:: Passage

Arguably among the most powerful storytelling experiences of early quarantine was not exactly a work of theater. On April 27, Heroes of the Fourth Turning scribe Will Arbery hosted a master class on Zoom, presented by Playwrights Horizons and now available to watch in full. I entered it expecting pointers on structure, dialogue, finishing that pesky first draft - the usual stuff.
Arbery instead took on us on a melancholic, often deeply revealing tour through his writing career, narrating his creative development play by play (literally folder by folder, on a shared screen), and tracing a consistent theme that has driven his work - a play’s relationship to breath.
Jumping from one Word document to the next at a pace that feigned casualness, but often felt carefully structured, Arbery explicated that concept for us: “If a play can teach you how it breathes, and get an audience to breathe at that same rhythm, then the body won’t be able to forget it.”
Will Arbery shares his screen for a ‘POP’ master class, hosted by Playwrights Horizons
Static Apnea is the first piece of live, in-person theater I’ve seen since the March 12 shutdown. Even as I entered the space, I felt oddly uncertain about how to breathe. Or how to hold myself. Or, really any of the theater rhythms that used to be second nature.
In fairness I didn’t (usually) see theater quite like this. Static Apnea is staged by The American Vicarious in a shipping container next door to The Invisible Dog Arts Center in Boerum Hill. Directed by Christopher McElroen, who co-wrote with Julia Watt, the piece is nine minutes long and performed for a single audience member. You enter a darkened hallway (really dark - watch your step) and make your way down to the end, where a female performer (at my performance, Jenny Tibbels) stands at a microphone behind glass. She delivers a monologue about breath, about the body’s limits, and about Natalia Molchanova, a female record holder for static apnea - Molchanova held her breath underwater for 9 minutes and 2 seconds.
As the monologue proceeds, the space grows disorienting. Soon, it felt like the floor was shifting beneath my feet. I couldn’t tell you if there was an actual lighting change - or, if really anything had happened. But it felt odd, and unstable. Though I was engaged, a little part of me wanted to get the hell out of there.
Near the end, the actor instructs you to hold your breath. (I did not, but you have fun with that.) Then comes a really excellent theatrical shift that I won’t spoil here. A show that had transported me out of my body abruptly, with its final turn, grounded me. For all the time I’ve spent alone lately, the last minute of Apnea felt like a rare moment all to myself. A moment to breathe, check in with my surroundings, and just feel present.

::::

Tasks:
[1] Copy a passage from the review, starting with "Arguably among the" and going on through "relationship to breath.".
[2] Answer these questions using the review:
(a) On what date did Will Arbery host the master class?
(b) How long is Static Apnea?
(c) How long did Natalia Molchanova hold her breath underwater?
The entries that follow come from a separate source.

:: Material supplied

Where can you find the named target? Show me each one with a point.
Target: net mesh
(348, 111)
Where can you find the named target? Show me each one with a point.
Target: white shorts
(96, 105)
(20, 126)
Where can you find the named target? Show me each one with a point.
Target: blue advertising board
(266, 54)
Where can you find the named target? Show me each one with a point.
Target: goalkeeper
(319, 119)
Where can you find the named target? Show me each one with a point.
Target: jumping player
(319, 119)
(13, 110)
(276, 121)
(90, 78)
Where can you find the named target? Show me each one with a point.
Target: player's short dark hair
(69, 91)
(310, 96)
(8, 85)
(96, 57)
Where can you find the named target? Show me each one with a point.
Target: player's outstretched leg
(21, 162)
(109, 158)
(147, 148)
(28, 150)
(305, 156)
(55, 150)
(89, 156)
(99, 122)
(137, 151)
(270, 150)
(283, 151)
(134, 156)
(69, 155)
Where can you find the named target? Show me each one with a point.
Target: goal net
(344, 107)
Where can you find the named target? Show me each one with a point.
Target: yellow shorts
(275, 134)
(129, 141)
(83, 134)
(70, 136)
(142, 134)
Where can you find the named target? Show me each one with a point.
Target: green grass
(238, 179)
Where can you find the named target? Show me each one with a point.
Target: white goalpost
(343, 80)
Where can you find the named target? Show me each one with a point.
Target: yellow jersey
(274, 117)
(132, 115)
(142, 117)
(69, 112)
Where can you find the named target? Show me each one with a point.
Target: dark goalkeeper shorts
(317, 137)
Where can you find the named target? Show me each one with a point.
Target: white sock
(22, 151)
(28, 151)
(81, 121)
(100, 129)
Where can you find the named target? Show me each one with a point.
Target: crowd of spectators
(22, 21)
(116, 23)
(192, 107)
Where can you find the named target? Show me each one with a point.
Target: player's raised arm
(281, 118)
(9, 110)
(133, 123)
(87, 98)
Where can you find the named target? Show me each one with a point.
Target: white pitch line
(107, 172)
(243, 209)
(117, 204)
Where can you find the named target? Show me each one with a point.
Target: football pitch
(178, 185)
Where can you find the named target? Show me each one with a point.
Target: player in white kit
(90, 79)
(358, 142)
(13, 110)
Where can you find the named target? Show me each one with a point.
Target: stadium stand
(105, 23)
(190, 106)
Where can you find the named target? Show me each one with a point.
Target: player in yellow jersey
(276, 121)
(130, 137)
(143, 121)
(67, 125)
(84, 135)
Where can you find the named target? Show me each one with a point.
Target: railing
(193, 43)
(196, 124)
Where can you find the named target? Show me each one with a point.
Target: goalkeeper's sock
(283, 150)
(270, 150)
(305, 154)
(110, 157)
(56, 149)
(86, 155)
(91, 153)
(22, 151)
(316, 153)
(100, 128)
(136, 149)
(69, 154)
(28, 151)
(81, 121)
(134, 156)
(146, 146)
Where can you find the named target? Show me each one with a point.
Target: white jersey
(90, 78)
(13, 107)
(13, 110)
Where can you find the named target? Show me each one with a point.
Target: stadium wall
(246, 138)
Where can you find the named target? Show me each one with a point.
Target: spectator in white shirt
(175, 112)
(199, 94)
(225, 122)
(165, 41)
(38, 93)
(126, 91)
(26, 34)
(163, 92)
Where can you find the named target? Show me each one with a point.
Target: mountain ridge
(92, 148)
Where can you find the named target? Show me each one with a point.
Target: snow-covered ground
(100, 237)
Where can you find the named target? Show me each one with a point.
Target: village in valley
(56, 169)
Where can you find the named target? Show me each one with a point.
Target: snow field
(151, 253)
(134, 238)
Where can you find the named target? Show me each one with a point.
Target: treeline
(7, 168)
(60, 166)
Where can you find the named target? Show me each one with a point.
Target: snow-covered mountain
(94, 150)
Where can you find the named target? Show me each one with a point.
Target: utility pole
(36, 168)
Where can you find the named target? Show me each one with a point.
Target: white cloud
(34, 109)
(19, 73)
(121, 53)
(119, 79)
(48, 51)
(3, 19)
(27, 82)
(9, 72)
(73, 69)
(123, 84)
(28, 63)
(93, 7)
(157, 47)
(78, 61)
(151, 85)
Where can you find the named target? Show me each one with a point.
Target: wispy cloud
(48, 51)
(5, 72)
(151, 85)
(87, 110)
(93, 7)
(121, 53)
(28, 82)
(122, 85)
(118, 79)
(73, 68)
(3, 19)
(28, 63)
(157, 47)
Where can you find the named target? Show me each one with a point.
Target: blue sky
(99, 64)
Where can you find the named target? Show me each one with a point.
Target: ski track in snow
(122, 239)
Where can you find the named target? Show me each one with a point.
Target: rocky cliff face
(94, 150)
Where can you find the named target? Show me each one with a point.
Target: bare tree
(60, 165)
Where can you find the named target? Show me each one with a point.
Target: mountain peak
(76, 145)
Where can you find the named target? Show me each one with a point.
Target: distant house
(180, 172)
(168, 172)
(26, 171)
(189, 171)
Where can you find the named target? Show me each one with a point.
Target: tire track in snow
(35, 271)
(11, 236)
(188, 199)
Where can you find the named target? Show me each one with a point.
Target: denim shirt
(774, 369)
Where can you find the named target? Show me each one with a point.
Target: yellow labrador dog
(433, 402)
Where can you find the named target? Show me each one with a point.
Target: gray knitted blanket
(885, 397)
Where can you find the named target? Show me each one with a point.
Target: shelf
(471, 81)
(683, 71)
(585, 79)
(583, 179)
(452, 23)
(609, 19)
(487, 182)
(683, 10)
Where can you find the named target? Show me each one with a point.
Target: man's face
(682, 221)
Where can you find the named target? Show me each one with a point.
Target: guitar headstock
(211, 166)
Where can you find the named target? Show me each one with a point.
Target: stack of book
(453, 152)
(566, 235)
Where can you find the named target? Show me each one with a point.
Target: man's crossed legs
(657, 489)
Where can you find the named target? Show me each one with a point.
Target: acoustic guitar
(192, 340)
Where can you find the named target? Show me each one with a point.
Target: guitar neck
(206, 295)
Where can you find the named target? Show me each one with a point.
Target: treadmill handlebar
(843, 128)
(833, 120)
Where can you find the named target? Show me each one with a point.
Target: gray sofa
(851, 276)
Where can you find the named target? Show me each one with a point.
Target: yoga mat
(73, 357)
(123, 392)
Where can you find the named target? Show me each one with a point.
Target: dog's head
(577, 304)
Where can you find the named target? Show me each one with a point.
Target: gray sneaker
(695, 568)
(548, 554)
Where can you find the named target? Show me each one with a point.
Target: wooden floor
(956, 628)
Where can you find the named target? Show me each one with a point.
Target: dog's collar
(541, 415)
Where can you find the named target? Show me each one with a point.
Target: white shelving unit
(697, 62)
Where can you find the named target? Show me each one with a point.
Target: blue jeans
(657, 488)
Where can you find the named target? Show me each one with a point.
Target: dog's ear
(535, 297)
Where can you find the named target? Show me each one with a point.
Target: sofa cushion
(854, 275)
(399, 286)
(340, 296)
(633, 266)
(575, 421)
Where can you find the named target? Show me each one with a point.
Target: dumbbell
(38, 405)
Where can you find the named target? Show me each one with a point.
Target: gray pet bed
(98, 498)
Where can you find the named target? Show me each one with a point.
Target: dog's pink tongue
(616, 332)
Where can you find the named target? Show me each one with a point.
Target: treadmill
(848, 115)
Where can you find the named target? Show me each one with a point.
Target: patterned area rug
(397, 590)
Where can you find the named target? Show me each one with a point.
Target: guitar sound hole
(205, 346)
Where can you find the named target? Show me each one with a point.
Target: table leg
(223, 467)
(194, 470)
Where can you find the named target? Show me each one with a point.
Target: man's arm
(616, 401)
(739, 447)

::::

Written responses:
[1]
Arguably among the most powerful storytelling experiences of early quarantine was not exactly a work of theater. On April 27, Heroes of the Fourth Turning scribe Will Arbery hosted a master class on Zoom, presented by Playwrights Horizons and now available to watch in full. I entered it expecting pointers on structure, dialogue, finishing that pesky first draft - the usual stuff.
Arbery instead took on us on a melancholic, often deeply revealing tour through his writing career, narrating his creative development play by play (literally folder by folder, on a shared screen), and tracing a consistent theme that has driven his work - a play’s relationship to breath.

[2]
(a) April 27
(b) Nine minutes
(c) 9 minutes and 2 seconds